-- BEGIN --

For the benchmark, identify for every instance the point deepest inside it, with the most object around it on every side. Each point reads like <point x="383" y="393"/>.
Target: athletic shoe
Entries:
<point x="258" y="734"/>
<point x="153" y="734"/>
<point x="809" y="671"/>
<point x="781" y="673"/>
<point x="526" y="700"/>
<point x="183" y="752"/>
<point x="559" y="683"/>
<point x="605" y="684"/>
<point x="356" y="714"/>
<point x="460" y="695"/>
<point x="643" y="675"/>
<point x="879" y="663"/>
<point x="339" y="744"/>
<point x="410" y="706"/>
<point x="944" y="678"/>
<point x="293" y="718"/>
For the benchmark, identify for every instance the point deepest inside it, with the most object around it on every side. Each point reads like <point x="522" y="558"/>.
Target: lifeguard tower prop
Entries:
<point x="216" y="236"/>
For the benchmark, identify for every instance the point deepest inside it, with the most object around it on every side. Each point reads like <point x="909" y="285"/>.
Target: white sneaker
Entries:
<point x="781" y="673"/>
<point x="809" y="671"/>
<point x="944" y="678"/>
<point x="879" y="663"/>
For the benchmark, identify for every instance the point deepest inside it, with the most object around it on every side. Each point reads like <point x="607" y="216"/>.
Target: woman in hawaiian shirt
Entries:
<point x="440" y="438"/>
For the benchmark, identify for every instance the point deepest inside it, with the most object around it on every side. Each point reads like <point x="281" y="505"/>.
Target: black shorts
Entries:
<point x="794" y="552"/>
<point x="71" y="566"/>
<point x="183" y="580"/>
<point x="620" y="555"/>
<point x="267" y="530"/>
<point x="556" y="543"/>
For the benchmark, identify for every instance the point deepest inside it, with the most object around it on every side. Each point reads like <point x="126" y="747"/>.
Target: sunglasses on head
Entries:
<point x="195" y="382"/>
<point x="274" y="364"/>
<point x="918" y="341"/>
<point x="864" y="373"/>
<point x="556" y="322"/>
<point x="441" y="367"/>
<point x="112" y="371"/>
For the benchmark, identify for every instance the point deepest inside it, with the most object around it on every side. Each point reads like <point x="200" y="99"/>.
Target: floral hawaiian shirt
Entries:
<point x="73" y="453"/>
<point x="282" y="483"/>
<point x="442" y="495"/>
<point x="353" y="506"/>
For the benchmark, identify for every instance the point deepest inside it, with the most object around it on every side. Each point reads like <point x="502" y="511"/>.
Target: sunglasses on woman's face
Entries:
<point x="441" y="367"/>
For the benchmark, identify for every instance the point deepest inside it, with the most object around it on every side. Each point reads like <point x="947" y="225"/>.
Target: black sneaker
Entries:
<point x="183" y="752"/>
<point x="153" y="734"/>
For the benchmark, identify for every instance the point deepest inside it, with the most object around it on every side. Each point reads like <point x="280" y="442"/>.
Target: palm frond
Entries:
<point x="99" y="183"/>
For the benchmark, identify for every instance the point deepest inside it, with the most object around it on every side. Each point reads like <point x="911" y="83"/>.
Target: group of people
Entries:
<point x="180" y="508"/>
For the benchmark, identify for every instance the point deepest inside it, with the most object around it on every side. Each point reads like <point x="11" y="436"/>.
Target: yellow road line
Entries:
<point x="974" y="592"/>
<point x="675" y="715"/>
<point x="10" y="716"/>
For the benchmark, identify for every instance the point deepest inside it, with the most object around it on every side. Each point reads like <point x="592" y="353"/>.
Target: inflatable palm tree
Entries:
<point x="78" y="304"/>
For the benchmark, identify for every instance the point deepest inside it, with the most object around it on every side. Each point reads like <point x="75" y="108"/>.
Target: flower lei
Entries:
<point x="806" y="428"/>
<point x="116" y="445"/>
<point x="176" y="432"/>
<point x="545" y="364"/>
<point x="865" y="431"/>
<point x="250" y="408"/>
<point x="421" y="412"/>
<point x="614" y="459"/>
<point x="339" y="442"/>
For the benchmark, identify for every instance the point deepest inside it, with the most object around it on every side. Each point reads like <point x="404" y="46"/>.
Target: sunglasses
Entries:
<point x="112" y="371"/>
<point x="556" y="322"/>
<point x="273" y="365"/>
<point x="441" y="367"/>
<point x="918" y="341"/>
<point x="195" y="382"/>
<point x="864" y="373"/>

-- END --

## EXERCISE DESCRIPTION
Restate the whole listing exactly.

## WRITTEN ANSWER
For the benchmark, identify for every instance the point deepest inside it, with the most object around it on every side. Each point reads like <point x="383" y="393"/>.
Target: athletic shoe
Entries:
<point x="258" y="734"/>
<point x="153" y="734"/>
<point x="809" y="671"/>
<point x="781" y="673"/>
<point x="526" y="700"/>
<point x="183" y="752"/>
<point x="559" y="683"/>
<point x="605" y="684"/>
<point x="356" y="714"/>
<point x="460" y="695"/>
<point x="643" y="675"/>
<point x="879" y="663"/>
<point x="339" y="744"/>
<point x="410" y="706"/>
<point x="944" y="678"/>
<point x="293" y="718"/>
For the benchmark, identify for every instance the point deepest inside it, with the most object around it on every side. Each point reads like <point x="522" y="558"/>.
Target: lifeguard tower prop
Entries:
<point x="216" y="236"/>
For the benchmark, identify for every instance the point deepest inside it, with the most object around it on every side. Each point reads like <point x="909" y="285"/>.
Target: white sneaker
Entries:
<point x="781" y="673"/>
<point x="809" y="671"/>
<point x="944" y="678"/>
<point x="879" y="663"/>
For the benchmark, identify for every instance the point deepest inside it, with the most object around it on every side. Each point reads like <point x="607" y="216"/>.
Target: woman in hawaiian shirt
Entries:
<point x="440" y="438"/>
For the benchmark, identify for every instance the point deepest inside it, with the most object around it on every side. Each point reads like <point x="281" y="505"/>.
Target: black shorts
Entries:
<point x="794" y="552"/>
<point x="71" y="566"/>
<point x="183" y="580"/>
<point x="620" y="555"/>
<point x="267" y="530"/>
<point x="556" y="543"/>
For the benchmark, identify for every instance the point deepest inside it, with the most object around it on every side. Each point reads like <point x="126" y="747"/>.
Target: sunglasses on head
Entries:
<point x="195" y="382"/>
<point x="274" y="364"/>
<point x="918" y="341"/>
<point x="864" y="373"/>
<point x="556" y="322"/>
<point x="441" y="367"/>
<point x="112" y="371"/>
For the benchmark, identify for every instance the point deepest inside it, with the most object around it on every side. Each point reads like <point x="200" y="99"/>.
Target: floral hawaiian shirt
Entries:
<point x="73" y="453"/>
<point x="282" y="483"/>
<point x="442" y="495"/>
<point x="353" y="506"/>
For the benchmark, identify for every instance the point deepest inside it, with the most object around it on every side. Each point reads like <point x="502" y="511"/>.
Target: sunglasses on woman's face
Entries:
<point x="441" y="367"/>
For the benchmark, identify for every instance the point deepest inside it, with the most object around it on every side. Each point reads like <point x="947" y="225"/>.
Target: black sneaker
Entries:
<point x="183" y="752"/>
<point x="153" y="734"/>
For the benchmark, identify for every instance the point deepest inside it, with the most object around it on every side. Each point reads like <point x="280" y="442"/>.
Target: palm frond
Entries:
<point x="99" y="183"/>
For the benchmark, identify for every instance the point deepest inside it, with the most object around it on every side. Each point reads like <point x="911" y="83"/>.
Target: group of people
Entries:
<point x="180" y="508"/>
For the benchmark, identify for every instance the point deepest inside it, with the most object around it on every side. Each point reads like <point x="11" y="436"/>.
Target: yellow road line
Entries:
<point x="974" y="592"/>
<point x="675" y="715"/>
<point x="10" y="716"/>
For the benchmark, identify for every instance the point deepest inside it, with the most object around it on every side. Each point reads like <point x="592" y="353"/>.
Target: inflatable palm tree
Entries:
<point x="78" y="304"/>
For the benchmark, identify for every instance the point deepest inside it, with the most object around it on every side. Each point reads like <point x="75" y="108"/>.
Target: flower lei
Entries:
<point x="806" y="428"/>
<point x="116" y="445"/>
<point x="176" y="432"/>
<point x="545" y="364"/>
<point x="865" y="431"/>
<point x="250" y="408"/>
<point x="421" y="412"/>
<point x="614" y="459"/>
<point x="339" y="442"/>
For the benchmark, identify for every instance the point deepest inside it, with the most object around it on every side. Each point reads like <point x="404" y="46"/>.
Target: sunglasses
Entries:
<point x="112" y="371"/>
<point x="556" y="322"/>
<point x="273" y="365"/>
<point x="441" y="367"/>
<point x="918" y="341"/>
<point x="195" y="382"/>
<point x="864" y="373"/>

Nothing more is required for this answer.